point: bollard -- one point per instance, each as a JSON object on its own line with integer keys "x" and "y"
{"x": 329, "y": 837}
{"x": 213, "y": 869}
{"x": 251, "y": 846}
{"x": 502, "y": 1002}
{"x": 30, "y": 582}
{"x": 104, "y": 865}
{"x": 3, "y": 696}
+ + + + + + +
Take the material above and transcribe all of it exactly.

OUTPUT FOR THIS EXERCISE ->
point: bollard -- one point per instance, each as a JSON object on its own line with integer keys "x" and "y"
{"x": 329, "y": 837}
{"x": 213, "y": 869}
{"x": 251, "y": 846}
{"x": 502, "y": 1002}
{"x": 30, "y": 582}
{"x": 104, "y": 865}
{"x": 3, "y": 696}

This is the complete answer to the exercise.